### TASK DESCRIPTION
Quote all of the data below exactly, please.

### AVAILABLE DATA
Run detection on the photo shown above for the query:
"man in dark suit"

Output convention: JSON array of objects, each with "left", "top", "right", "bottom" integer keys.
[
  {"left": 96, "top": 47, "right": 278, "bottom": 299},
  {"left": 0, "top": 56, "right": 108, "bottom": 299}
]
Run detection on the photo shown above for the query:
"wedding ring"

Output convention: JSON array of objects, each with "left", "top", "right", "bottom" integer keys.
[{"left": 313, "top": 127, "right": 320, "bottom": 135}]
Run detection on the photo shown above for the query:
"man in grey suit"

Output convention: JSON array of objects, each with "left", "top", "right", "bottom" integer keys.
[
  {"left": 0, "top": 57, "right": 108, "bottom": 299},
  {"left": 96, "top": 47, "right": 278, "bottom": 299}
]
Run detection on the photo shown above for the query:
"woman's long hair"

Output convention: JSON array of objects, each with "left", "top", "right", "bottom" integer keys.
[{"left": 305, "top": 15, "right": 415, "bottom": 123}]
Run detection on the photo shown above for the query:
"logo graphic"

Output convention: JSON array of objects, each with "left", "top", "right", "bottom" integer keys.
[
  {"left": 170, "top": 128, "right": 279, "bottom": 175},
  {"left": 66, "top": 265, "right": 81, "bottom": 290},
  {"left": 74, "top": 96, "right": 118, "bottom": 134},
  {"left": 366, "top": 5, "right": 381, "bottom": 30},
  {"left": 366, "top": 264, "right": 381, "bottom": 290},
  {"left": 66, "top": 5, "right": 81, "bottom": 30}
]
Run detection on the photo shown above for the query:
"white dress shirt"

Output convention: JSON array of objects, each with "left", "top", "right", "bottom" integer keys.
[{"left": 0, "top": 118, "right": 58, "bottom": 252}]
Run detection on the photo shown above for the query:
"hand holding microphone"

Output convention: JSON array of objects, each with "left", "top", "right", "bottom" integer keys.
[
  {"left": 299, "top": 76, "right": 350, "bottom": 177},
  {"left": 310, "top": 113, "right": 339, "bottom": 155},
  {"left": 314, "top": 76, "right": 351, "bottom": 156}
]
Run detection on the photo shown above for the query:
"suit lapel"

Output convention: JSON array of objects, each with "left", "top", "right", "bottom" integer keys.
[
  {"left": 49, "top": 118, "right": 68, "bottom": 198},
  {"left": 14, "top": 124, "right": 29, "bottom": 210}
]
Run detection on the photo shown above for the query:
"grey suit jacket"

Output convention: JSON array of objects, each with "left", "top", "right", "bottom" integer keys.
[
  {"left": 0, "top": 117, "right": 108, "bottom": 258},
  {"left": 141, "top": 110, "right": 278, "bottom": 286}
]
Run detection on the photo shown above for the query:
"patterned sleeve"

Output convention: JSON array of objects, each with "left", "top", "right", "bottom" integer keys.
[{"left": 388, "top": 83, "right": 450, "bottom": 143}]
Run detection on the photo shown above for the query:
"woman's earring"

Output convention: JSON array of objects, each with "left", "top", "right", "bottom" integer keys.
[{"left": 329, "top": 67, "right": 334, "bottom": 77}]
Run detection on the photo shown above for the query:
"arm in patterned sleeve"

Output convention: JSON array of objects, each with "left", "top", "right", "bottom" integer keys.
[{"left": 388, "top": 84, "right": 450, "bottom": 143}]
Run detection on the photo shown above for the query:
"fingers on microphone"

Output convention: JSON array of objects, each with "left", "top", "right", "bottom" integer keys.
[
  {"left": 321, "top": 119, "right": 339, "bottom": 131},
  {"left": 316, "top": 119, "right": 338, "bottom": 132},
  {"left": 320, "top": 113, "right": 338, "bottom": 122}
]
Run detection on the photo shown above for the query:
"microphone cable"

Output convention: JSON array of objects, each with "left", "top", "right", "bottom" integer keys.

### OUTPUT BELOW
Run detection on the photo shown above for the query:
"man in dark suit"

Output convention: JSON array of objects, each with "left", "top", "right", "bottom" integer keys.
[
  {"left": 96, "top": 47, "right": 278, "bottom": 299},
  {"left": 0, "top": 56, "right": 108, "bottom": 299}
]
Run detection on the photo shown above for the query:
"wedding ring"

Output convention: JSON array of objects, each with "left", "top", "right", "bottom" integer keys.
[{"left": 313, "top": 127, "right": 320, "bottom": 135}]
Run detection on the photo shown above for the query:
"man in grey suit"

Output convention: JSON array of objects, each with "left", "top", "right", "bottom" integer keys.
[
  {"left": 0, "top": 57, "right": 108, "bottom": 299},
  {"left": 96, "top": 47, "right": 278, "bottom": 299}
]
Run detection on the photo shown above for the query:
"woman's long hair"

Output convention: JSON array of objects, each with "left", "top", "right", "bottom" integer keys.
[{"left": 305, "top": 15, "right": 415, "bottom": 123}]
Run detection on the photo shown above for the query:
"logo graphic"

Output convention: JSON array of objects, each with "left", "top", "right", "bottom" integer keys.
[
  {"left": 170, "top": 128, "right": 279, "bottom": 175},
  {"left": 66, "top": 265, "right": 81, "bottom": 290},
  {"left": 74, "top": 96, "right": 118, "bottom": 134},
  {"left": 366, "top": 5, "right": 381, "bottom": 30},
  {"left": 366, "top": 264, "right": 381, "bottom": 290},
  {"left": 66, "top": 5, "right": 81, "bottom": 30}
]
Run detection on the photo shown above for the query:
"white dress shirt"

Output convention: JSON array of objects, each with "left", "top", "right", "bottom" integer keys.
[{"left": 0, "top": 118, "right": 58, "bottom": 252}]
Run detection on the photo shown above for the query:
"hand holding microphone"

Output convention: JSON array of objects, each with "left", "top", "right", "bottom" integer keys.
[
  {"left": 299, "top": 76, "right": 350, "bottom": 177},
  {"left": 310, "top": 113, "right": 339, "bottom": 155},
  {"left": 314, "top": 76, "right": 351, "bottom": 156}
]
Run detection on the photo shown above for the query:
"suit lapel"

Output convention: JSON array of objects, each with "left", "top", "right", "bottom" integer keys.
[
  {"left": 49, "top": 118, "right": 68, "bottom": 198},
  {"left": 14, "top": 124, "right": 29, "bottom": 210}
]
Run detection on the photo shown above for the query:
"grey suit jacket"

Output convention: JSON array of objects, each with "left", "top", "right", "bottom" integer keys.
[
  {"left": 0, "top": 117, "right": 108, "bottom": 258},
  {"left": 141, "top": 110, "right": 278, "bottom": 286}
]
Run detection on the photo shown above for the query:
"patterned sleeve"

Output convention: JSON array of objects, each with "left", "top", "right", "bottom" integer keys.
[{"left": 388, "top": 83, "right": 450, "bottom": 143}]
Run detection on the photo shown above for the query:
"woman's earring"

Output convention: JSON array of objects, each with "left", "top", "right", "bottom" integer keys.
[{"left": 329, "top": 67, "right": 334, "bottom": 77}]
Run detection on the photo shown above for the query:
"arm in patterned sleeve"

Output convention: JSON array of objects, each with "left", "top", "right", "bottom" integer keys.
[{"left": 388, "top": 84, "right": 450, "bottom": 143}]
Run detection on the photo shown above for the query:
"fingers on microphone"

Output convention: JSON array of objects, each with "left", "top", "right", "bottom" integer keys.
[
  {"left": 321, "top": 119, "right": 339, "bottom": 131},
  {"left": 316, "top": 119, "right": 338, "bottom": 132},
  {"left": 320, "top": 113, "right": 338, "bottom": 122}
]
Run detection on the photo shown above for the query:
"microphone cable"

Output convention: JSON array of objects, each with "left", "top", "right", "bottom" integer keys.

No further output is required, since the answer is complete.